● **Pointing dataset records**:
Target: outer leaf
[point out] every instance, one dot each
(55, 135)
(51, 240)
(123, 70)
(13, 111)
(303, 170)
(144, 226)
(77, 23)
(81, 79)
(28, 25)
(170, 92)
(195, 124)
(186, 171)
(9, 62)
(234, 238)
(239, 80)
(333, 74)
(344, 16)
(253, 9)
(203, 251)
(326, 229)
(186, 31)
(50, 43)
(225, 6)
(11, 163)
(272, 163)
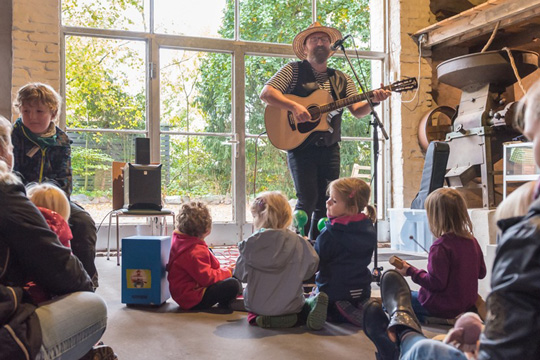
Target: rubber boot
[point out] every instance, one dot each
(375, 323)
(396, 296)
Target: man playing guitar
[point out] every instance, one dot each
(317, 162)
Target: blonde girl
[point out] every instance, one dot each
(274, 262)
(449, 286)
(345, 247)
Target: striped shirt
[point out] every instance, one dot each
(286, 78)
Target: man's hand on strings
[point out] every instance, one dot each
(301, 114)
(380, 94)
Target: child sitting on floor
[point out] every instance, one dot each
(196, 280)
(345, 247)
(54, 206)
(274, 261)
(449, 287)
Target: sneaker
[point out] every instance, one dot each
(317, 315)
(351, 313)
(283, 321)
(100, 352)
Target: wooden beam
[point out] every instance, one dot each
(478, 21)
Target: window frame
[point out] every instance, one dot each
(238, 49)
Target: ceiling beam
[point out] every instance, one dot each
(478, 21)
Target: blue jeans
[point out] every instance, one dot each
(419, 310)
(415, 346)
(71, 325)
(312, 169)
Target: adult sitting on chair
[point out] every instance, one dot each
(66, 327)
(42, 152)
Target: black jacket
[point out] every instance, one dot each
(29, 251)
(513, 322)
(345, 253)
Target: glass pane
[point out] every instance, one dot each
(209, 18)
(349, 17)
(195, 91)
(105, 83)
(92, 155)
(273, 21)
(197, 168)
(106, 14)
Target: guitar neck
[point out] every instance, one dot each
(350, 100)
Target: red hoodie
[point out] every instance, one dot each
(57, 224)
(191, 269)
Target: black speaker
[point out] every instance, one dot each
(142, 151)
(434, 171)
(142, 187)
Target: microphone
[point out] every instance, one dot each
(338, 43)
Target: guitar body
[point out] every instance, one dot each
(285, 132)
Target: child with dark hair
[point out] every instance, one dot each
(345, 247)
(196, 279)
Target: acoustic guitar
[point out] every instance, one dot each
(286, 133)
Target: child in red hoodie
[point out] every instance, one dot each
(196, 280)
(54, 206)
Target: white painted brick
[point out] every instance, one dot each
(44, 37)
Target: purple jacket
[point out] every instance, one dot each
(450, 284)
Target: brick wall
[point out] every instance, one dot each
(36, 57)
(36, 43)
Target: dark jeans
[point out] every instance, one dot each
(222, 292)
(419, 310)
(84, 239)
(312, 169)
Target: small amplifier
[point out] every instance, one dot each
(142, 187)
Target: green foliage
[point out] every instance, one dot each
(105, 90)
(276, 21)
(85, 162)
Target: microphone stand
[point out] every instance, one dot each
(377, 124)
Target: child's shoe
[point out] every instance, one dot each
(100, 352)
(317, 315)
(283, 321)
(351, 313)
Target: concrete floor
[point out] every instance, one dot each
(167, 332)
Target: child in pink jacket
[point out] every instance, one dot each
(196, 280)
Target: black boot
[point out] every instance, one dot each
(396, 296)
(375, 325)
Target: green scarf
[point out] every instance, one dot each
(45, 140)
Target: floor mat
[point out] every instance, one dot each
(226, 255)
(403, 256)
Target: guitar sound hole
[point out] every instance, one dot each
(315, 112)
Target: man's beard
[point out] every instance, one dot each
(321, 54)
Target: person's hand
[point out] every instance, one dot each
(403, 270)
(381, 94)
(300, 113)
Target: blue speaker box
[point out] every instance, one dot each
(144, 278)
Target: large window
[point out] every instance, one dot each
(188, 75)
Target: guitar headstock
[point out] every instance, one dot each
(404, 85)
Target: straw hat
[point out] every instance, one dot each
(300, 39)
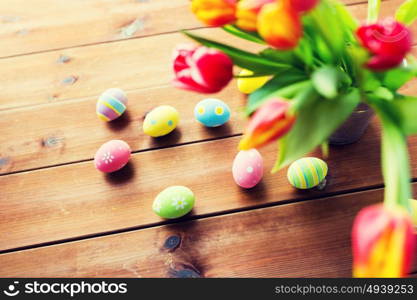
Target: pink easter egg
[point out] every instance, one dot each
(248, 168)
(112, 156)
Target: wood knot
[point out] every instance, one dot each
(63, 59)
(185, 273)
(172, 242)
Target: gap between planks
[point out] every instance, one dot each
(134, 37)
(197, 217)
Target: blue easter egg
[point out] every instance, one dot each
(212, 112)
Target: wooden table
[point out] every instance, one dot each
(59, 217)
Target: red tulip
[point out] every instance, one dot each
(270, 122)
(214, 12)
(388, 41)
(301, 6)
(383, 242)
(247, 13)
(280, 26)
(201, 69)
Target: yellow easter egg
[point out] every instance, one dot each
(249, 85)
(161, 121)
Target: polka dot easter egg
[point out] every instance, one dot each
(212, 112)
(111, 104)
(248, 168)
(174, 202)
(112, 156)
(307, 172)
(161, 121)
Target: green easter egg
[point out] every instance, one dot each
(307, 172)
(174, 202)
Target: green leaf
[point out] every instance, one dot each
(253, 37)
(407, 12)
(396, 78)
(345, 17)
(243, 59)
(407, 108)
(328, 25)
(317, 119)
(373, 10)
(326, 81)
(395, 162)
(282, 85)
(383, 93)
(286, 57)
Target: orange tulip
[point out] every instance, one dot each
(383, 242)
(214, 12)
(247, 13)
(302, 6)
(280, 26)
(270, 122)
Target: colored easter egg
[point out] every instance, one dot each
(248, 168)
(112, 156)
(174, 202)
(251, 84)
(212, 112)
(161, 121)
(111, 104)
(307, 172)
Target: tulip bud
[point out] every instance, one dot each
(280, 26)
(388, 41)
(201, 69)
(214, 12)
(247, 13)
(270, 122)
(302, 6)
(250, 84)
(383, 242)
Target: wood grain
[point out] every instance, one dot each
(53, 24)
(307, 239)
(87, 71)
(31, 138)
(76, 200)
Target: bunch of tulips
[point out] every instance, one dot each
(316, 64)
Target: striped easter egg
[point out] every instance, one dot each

--

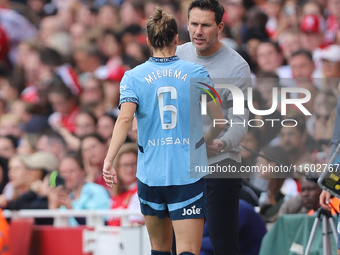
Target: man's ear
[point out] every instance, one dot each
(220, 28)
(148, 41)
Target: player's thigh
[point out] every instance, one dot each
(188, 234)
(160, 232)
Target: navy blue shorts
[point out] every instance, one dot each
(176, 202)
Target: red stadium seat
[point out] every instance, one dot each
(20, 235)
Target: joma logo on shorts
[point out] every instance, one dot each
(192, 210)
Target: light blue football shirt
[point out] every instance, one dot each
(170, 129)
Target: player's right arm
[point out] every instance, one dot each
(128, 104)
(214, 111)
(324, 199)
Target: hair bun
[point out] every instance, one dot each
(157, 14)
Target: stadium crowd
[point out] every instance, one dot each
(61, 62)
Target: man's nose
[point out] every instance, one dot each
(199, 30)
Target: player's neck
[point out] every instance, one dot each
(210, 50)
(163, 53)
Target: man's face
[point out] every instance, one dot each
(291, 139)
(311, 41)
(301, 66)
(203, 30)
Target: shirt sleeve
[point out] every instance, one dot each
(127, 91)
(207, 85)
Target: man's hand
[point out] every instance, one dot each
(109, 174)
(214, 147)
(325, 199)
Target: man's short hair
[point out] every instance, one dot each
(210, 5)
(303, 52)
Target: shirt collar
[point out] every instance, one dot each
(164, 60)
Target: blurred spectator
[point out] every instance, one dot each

● **What you are asked to do**:
Locate every line in the records above that contains the word "player", and copy each of those lines.

● **Answer below**:
Target: player's thigh
Target: player's right arm
Target: player's neck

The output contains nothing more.